**Text provided**
|---|

15

I have an array of non-negative values. I want to build an array of values who's sum is 20 so that they are proportional to the first array.

This would be an easy problem, except that I want the proportional array to sum to exactly 20, compensating for any rounding error.

For example, the array

input = [400, 400, 0, 0, 100, 50, 50]

would yield

output = [8, 8, 0, 0, 2, 1, 1]
sum(output) = 20

However, most cases are going to have a lot of rounding errors, like

input = [3, 3, 3, 3, 3, 3, 18]

naively yields

output = [1, 1, 1, 1, 1, 1, 10]
sum(output) = 16  (ouch)

Is there a good way to apportion the output array so that it adds up to 20 every time?

sea-rob
  • 2,275
  • 1
  • 22
  • 22
  • don't understand the question... what do you mean by a "proportional array" – Magnus Apr 26 '13 at 00:45
  • Why use a integral type, not just use a floating point type? – zw324 Apr 26 '13 at 00:46
  • @Magnus an array who's values sum to 20 and are proportional to the values in the first array. There's probably a better way to say it. – sea-rob Apr 26 '13 at 00:47
  • @Ziyao Wei Well, the next thing I'm going to do is encode them as single ascii characters in a string, so I can't use floats. So "integer" values is just a requirement for the solution we need. – sea-rob Apr 26 '13 at 00:48
  • 2
    Is it critical that every non-zero numbers are also non-zero in the solution array or can [100, 100, 50, 50] be resolved as [20, 0, 0, 0] ? This would allow some kind of decreasing sum algorithm. – Frederik.L Apr 26 '13 at 00:56
  • @Frederik I'd prefer that non-zero entries get a non-zero proportion of the total. However, I'm willing to settle. :) (+1 BTW, thank you!) – sea-rob Apr 26 '13 at 00:58
  • 1
    How close to perfectly proportional are you willing to accept? You obviously can't get exact proportions for all arrays without using floating-point. – jwodder Apr 26 '13 at 00:59
  • @jwodder Within 1 of the floating point answer would be ideal. However, I don't have a hard requirement for the precision (as background info, I'm using the string to characterize the data rather than as a way to encode/decode it.) – sea-rob Apr 26 '13 at 01:01
  • @jwodder Also, because I'm just characterizing the data, I don't think it's too important where the "error" lands -- any overs or unders can be assigned arbitrarily. – sea-rob Apr 26 '13 at 01:04
  • 2
    See http://stackoverflow.com/questions/15769948/round-a-python-list-of-numbers-and-maintain-the-sum The same principle will work for integers. – Mark Ransom Apr 26 '13 at 01:09
  • @Mark Ransom Sweet! Thank you! :) – sea-rob Apr 26 '13 at 01:11

5 Answers5

15

There's a very simple answer to this question: I've done it many times. After each assignment into the new array, you reduce the values you're working with as follows:

  1. Call the first array A, and the new, proportional array B (which starts out empty).

|---|

**Data shown**
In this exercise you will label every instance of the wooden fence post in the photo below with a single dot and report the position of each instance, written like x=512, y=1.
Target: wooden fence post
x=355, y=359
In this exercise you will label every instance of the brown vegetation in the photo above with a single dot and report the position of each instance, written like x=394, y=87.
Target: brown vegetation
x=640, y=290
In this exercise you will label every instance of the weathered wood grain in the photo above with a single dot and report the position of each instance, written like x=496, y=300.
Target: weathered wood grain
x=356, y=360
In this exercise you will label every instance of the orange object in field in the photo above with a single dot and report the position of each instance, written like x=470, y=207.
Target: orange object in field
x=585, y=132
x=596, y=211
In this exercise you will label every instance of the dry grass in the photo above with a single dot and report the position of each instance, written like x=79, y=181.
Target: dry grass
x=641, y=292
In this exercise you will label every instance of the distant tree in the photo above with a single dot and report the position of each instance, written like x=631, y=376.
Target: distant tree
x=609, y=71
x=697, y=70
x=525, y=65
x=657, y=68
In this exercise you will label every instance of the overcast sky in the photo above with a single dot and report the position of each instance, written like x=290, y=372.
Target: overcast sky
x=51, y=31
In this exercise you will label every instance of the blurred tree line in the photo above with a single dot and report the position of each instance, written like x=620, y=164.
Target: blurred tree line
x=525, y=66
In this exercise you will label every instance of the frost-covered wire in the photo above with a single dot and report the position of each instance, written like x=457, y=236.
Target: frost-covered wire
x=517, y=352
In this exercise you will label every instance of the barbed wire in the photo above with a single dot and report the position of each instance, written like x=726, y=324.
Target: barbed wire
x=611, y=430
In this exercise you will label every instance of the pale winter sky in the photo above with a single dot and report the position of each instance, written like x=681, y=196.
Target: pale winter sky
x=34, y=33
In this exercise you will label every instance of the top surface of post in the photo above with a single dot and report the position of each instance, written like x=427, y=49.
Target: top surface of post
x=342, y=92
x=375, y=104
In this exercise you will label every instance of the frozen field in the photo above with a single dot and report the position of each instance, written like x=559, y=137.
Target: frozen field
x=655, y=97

|---|

**Written instruction 1**
Duplicate the stretch of the proportional-rounding thread from "input = [3, 3, 3, 3, 3, 3, 18]" through "20 every time?" without alteration.
**Written instruction 2**
Write out the entries verbatim, from their beginning through the line containing "x=641, y=292", with that line included.

**Exercise answer 1**
input = [3, 3, 3, 3, 3, 3, 18]

naively yields

output = [1, 1, 1, 1, 1, 1, 10]
sum(output) = 16  (ouch)

Is there a good way to apportion the output array so that it adds up to 20 every time?

**Exercise answer 2**
In this exercise you will label every instance of the wooden fence post in the photo below with a single dot and report the position of each instance, written like x=512, y=1.
Target: wooden fence post
x=355, y=359
In this exercise you will label every instance of the brown vegetation in the photo above with a single dot and report the position of each instance, written like x=394, y=87.
Target: brown vegetation
x=640, y=290
In this exercise you will label every instance of the weathered wood grain in the photo above with a single dot and report the position of each instance, written like x=496, y=300.
Target: weathered wood grain
x=356, y=360
In this exercise you will label every instance of the orange object in field in the photo above with a single dot and report the position of each instance, written like x=470, y=207.
Target: orange object in field
x=585, y=132
x=596, y=211
In this exercise you will label every instance of the dry grass in the photo above with a single dot and report the position of each instance, written like x=79, y=181.
Target: dry grass
x=641, y=292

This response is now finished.